▶ RECORD EXCERPTS:

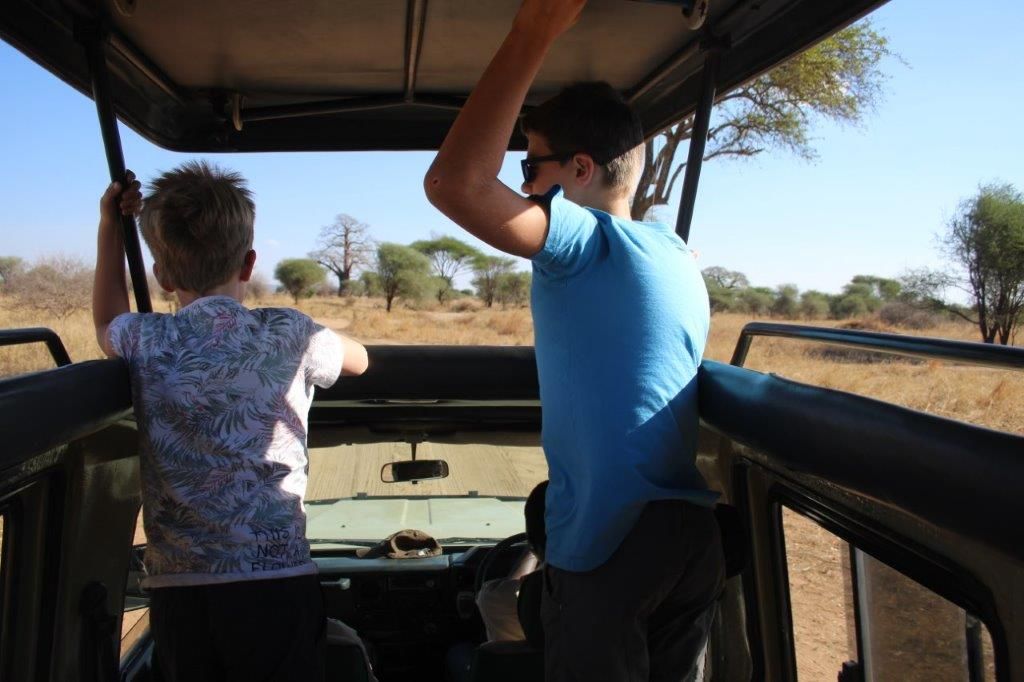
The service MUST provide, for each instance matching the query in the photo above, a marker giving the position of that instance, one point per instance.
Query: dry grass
(983, 396)
(988, 397)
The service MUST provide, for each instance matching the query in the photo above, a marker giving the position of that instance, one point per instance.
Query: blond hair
(198, 222)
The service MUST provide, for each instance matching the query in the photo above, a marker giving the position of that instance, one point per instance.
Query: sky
(873, 202)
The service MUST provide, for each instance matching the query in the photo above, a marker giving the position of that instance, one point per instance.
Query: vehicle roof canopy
(389, 74)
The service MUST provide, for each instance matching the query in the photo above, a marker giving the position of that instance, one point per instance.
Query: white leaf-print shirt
(221, 395)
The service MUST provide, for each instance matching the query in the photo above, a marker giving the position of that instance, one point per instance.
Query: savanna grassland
(988, 397)
(820, 594)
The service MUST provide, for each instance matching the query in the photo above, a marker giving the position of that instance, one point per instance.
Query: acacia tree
(449, 257)
(10, 267)
(986, 238)
(343, 247)
(487, 273)
(55, 285)
(299, 276)
(838, 79)
(401, 271)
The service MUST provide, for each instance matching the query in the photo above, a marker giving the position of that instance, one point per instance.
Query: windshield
(481, 499)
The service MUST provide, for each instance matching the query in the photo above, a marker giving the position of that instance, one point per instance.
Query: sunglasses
(529, 164)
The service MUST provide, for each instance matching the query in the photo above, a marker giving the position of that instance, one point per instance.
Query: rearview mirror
(399, 472)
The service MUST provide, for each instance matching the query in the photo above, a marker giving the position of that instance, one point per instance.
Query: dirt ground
(821, 601)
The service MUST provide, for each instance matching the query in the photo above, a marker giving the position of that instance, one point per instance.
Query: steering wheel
(488, 561)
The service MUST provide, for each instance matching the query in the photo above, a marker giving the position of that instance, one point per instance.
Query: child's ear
(247, 266)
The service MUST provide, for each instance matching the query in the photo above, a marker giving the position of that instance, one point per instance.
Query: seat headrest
(528, 607)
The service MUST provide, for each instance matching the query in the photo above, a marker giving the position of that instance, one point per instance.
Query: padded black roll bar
(16, 337)
(897, 344)
(92, 36)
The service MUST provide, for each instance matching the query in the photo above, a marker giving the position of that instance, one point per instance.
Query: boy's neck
(616, 206)
(236, 290)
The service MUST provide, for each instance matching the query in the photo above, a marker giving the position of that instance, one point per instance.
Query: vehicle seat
(345, 657)
(516, 662)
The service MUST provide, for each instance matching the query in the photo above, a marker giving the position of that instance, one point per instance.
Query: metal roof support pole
(701, 121)
(416, 18)
(92, 37)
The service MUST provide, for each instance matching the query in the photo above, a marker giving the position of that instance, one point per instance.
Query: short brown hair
(198, 222)
(592, 118)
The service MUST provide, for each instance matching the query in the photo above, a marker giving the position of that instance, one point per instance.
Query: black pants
(253, 630)
(643, 614)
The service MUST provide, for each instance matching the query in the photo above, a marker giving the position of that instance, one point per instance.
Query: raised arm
(463, 180)
(110, 290)
(355, 360)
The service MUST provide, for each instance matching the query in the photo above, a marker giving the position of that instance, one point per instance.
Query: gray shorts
(643, 614)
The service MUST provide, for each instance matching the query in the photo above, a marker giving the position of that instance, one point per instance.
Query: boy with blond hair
(634, 556)
(221, 395)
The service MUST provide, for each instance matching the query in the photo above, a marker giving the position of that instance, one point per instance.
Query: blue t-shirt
(621, 318)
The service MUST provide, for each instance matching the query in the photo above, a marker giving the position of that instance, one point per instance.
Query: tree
(449, 257)
(401, 271)
(724, 279)
(986, 238)
(756, 300)
(371, 284)
(814, 305)
(487, 271)
(786, 303)
(56, 285)
(258, 287)
(723, 288)
(343, 247)
(299, 276)
(839, 79)
(10, 267)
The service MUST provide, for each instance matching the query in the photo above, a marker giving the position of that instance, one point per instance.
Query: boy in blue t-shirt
(621, 314)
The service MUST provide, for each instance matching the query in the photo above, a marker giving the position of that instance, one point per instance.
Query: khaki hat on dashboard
(407, 544)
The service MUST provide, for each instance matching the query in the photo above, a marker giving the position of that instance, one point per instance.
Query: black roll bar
(16, 337)
(92, 36)
(698, 138)
(962, 351)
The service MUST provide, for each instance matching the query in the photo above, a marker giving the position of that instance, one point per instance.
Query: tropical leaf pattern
(222, 395)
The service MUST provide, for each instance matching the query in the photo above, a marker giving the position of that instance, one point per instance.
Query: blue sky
(872, 202)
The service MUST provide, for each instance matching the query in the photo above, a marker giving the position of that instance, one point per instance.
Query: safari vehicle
(935, 501)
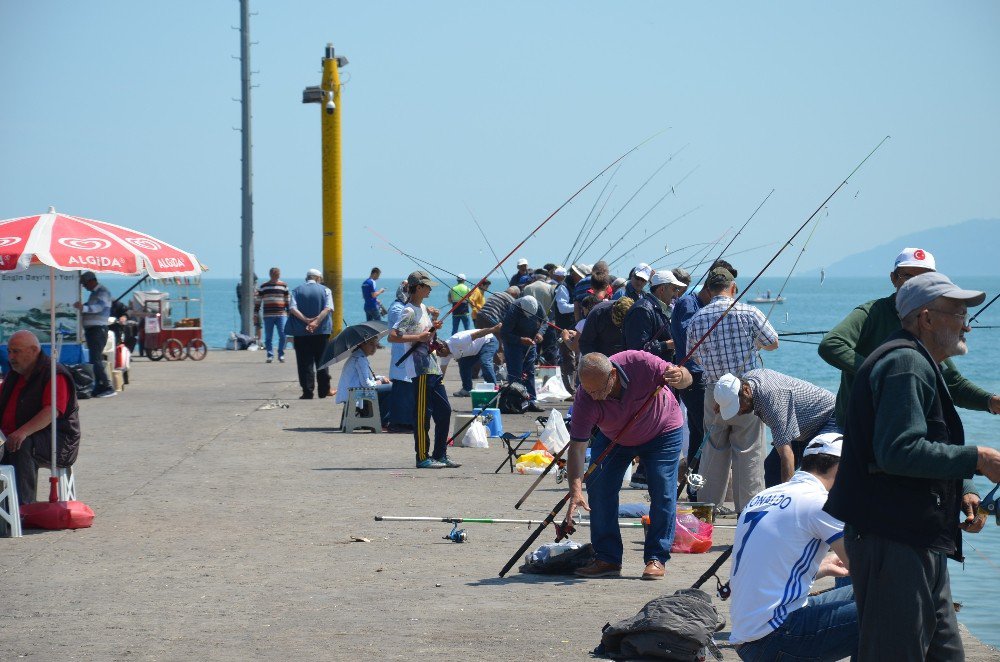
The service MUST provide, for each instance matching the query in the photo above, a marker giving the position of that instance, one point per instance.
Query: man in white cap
(310, 324)
(794, 410)
(520, 275)
(905, 478)
(847, 345)
(780, 549)
(637, 280)
(461, 314)
(647, 325)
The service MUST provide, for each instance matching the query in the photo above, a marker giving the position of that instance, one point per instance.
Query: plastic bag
(555, 435)
(552, 390)
(475, 436)
(533, 462)
(691, 536)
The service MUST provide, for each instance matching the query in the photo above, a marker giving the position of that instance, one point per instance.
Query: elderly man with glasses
(849, 343)
(613, 397)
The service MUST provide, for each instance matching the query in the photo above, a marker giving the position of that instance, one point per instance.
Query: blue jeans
(270, 324)
(521, 364)
(485, 360)
(825, 629)
(660, 456)
(460, 320)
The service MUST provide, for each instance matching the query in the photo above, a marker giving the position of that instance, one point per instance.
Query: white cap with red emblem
(915, 257)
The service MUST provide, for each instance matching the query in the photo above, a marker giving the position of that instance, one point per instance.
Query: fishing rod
(589, 214)
(542, 224)
(982, 310)
(694, 288)
(637, 191)
(487, 241)
(614, 442)
(649, 211)
(650, 236)
(600, 213)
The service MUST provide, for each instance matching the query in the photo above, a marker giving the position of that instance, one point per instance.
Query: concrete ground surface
(224, 531)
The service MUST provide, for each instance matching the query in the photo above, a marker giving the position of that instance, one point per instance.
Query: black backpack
(671, 627)
(514, 399)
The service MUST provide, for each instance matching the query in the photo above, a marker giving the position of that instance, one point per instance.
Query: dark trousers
(401, 402)
(25, 470)
(431, 402)
(308, 357)
(903, 593)
(97, 337)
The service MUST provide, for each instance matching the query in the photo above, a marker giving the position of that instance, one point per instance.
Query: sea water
(809, 306)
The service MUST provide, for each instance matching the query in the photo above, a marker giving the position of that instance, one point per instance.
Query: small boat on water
(767, 298)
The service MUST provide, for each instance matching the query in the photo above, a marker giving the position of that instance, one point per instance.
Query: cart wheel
(197, 349)
(173, 349)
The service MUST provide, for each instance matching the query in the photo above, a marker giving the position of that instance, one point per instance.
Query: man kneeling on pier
(612, 395)
(781, 546)
(26, 414)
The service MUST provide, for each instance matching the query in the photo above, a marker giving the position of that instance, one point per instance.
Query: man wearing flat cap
(905, 478)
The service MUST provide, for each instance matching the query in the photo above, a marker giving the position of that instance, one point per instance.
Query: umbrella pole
(53, 478)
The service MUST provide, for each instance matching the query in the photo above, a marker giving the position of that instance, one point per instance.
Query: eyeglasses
(964, 316)
(605, 390)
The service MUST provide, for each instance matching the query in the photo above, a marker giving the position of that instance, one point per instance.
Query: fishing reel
(456, 534)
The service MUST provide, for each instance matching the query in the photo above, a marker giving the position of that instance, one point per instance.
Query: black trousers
(97, 337)
(25, 470)
(308, 357)
(903, 593)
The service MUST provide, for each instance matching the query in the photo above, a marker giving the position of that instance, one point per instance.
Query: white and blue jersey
(781, 537)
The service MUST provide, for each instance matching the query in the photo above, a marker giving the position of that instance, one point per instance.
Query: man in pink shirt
(613, 391)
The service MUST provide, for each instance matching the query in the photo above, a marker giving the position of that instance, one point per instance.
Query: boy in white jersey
(782, 541)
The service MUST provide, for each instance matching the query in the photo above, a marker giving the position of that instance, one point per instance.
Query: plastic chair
(361, 411)
(67, 482)
(10, 507)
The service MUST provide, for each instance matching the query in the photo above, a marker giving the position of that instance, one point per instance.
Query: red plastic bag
(691, 536)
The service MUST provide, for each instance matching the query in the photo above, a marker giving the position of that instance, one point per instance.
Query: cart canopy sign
(24, 303)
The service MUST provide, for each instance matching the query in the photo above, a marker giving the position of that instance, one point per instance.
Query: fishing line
(589, 214)
(487, 241)
(694, 288)
(650, 236)
(648, 212)
(637, 191)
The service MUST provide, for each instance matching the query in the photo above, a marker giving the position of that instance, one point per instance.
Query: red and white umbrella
(72, 243)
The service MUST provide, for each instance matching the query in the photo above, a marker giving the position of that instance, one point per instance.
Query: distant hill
(965, 249)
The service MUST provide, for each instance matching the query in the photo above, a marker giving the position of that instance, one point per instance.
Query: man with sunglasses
(612, 395)
(905, 478)
(849, 343)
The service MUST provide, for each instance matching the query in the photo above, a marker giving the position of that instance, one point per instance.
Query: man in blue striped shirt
(780, 548)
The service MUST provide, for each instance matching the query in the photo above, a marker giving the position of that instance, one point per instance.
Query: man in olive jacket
(26, 414)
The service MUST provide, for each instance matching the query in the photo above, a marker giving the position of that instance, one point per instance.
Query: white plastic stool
(353, 418)
(67, 482)
(10, 508)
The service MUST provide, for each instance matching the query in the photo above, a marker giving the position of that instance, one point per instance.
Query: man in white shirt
(470, 346)
(782, 541)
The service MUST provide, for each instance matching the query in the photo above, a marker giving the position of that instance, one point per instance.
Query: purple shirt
(640, 374)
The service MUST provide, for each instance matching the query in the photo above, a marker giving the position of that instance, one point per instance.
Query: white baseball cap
(915, 257)
(643, 271)
(727, 395)
(828, 443)
(665, 277)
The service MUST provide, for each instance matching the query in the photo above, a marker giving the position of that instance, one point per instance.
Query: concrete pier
(224, 530)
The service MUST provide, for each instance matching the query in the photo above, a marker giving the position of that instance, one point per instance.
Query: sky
(125, 112)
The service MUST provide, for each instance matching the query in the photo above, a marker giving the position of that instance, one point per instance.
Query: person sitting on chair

▶ PROBLEM TO SOLVE: The required output is an exact retyping of the lines from the one that contains "Query: white baseball cap" through the last line of the material above.

▶ REPLY:
Query: white baseball cap
(915, 257)
(643, 271)
(727, 395)
(828, 443)
(665, 277)
The service MUST provide, for each instance matching the query in the photo above, a marker giving the position of that instance, one point per instance.
Query: concrete pier
(224, 530)
The service MUST provide, for each instance matching the query in the photo above, a marker giving the position of that instance, one point per instance.
Query: sky
(125, 112)
The service MUST provide, for each instance matching the query in the photo above, a marker giving the position of that instance, one point per instance.
Query: person sitting on chair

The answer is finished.